» RECORDED INFORMATION:
⟨

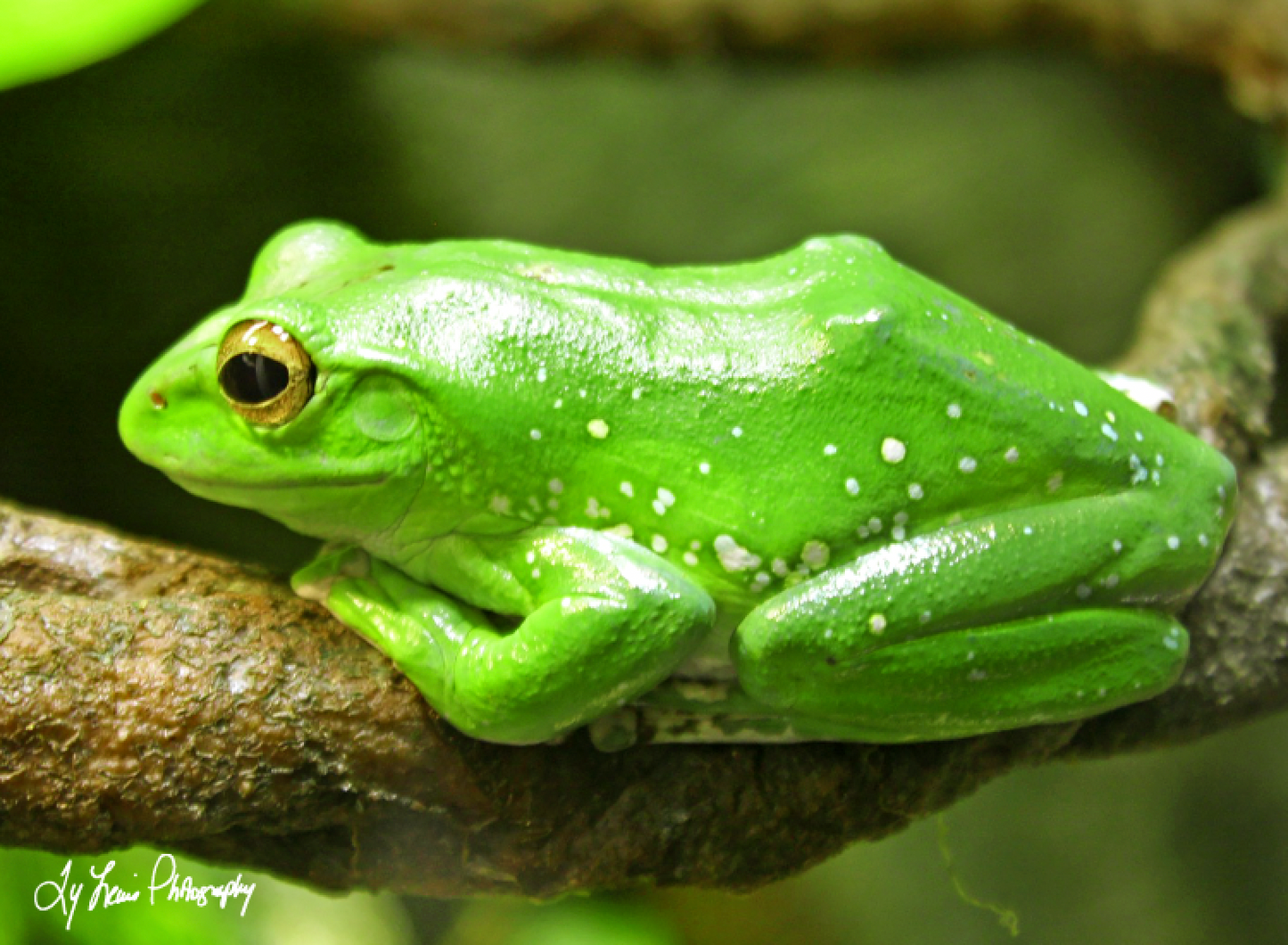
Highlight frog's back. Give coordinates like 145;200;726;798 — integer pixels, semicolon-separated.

⟩
⟨

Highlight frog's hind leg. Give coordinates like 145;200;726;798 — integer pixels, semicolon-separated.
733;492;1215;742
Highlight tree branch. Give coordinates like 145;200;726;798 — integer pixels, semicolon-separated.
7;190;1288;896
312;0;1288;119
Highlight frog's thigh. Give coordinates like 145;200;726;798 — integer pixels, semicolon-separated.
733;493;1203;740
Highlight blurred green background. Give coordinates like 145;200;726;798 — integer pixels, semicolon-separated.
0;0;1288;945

⟩
⟨

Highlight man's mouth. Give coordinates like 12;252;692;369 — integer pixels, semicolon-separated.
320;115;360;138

⟩

» GOAL:
Output the material between the line containing "Highlight frog's thigh." and the line containing "0;0;1288;945", inclusive, as a numbered list without blank lines.

» WRITTEN REPLY:
1. Highlight frog's thigh. Give coordinates like 145;200;726;798 — integer pixels, semicolon-separated.
2. 733;493;1203;740
3. Highlight blurred green background. Give coordinates like 145;200;726;798 — integer pixels, semicolon-separated.
4. 0;0;1288;945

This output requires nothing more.